◆ Directions for this task ◆
Return the stretch of the listing from the line containing "For the AR heads-up display, mark where the marsh" through the line containing "1012,235,1102,800", both included, copying each line exactly as it appears.

>> BEGIN

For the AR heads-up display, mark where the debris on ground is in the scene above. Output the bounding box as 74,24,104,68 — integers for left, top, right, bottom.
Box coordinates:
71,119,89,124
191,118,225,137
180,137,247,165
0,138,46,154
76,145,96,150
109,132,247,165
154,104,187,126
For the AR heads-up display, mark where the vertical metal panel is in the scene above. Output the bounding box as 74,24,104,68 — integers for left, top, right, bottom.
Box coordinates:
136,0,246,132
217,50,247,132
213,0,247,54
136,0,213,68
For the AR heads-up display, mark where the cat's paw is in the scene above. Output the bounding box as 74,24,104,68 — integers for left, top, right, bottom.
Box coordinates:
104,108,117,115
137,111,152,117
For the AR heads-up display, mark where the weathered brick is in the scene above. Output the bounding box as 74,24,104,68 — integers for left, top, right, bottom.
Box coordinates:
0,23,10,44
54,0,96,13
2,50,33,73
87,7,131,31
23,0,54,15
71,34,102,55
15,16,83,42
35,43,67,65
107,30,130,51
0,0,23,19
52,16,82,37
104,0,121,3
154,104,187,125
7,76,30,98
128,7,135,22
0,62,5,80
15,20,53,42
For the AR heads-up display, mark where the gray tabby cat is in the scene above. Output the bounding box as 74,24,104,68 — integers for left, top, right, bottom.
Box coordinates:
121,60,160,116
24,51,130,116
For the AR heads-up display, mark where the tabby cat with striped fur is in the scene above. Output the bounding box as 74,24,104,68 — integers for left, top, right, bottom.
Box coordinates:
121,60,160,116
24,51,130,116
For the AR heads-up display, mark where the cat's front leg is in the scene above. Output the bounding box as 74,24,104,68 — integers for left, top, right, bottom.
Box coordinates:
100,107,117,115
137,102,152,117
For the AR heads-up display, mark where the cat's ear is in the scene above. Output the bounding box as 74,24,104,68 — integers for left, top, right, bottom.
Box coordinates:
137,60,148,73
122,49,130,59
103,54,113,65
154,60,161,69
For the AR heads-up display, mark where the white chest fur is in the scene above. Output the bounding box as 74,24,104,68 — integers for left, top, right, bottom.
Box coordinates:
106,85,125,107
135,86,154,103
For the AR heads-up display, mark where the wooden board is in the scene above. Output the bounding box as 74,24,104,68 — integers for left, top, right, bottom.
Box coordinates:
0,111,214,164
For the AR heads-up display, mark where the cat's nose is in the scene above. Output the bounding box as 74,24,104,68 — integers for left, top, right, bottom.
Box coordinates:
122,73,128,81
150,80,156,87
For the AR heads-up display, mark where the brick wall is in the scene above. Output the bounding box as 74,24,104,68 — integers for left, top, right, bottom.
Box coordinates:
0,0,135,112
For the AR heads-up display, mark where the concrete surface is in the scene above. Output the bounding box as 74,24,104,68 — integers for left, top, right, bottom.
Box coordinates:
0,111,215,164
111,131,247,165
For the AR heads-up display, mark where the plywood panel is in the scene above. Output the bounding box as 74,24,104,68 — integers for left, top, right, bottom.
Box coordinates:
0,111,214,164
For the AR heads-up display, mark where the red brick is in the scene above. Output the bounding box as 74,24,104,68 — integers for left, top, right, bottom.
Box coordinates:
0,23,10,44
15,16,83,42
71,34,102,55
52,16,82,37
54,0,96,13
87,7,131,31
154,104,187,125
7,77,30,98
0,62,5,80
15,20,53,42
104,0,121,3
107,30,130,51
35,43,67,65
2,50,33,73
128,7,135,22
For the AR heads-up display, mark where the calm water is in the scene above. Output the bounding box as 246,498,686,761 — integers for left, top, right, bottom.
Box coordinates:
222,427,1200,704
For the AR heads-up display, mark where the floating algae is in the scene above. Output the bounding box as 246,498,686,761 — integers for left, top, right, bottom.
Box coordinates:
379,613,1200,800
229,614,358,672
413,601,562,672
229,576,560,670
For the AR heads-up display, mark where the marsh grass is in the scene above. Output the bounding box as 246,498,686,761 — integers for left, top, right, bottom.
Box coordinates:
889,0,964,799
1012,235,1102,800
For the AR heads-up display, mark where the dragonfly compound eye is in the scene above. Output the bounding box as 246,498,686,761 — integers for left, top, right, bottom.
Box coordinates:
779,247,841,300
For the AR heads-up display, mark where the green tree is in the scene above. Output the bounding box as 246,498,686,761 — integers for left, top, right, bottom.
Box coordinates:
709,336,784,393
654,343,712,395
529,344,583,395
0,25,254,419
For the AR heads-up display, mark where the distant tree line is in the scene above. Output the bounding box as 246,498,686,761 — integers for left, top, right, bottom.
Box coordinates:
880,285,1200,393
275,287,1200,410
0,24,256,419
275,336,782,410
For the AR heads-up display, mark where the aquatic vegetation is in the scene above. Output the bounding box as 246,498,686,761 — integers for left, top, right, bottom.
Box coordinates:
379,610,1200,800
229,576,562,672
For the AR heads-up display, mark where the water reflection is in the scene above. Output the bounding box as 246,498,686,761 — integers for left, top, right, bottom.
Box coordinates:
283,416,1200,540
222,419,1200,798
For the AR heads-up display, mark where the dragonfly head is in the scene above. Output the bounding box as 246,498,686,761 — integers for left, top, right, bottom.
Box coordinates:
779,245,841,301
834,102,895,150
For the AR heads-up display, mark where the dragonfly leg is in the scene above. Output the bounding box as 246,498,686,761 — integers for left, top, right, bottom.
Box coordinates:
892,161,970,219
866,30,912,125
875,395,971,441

>> END

◆ Completed task ◆
For the AR heads-up display, mark where the marsh grass is in the scene above. Output the bounding box as 246,498,686,761 — integers for left, top, right, bottom.
Box coordinates:
889,0,964,799
1012,235,1102,800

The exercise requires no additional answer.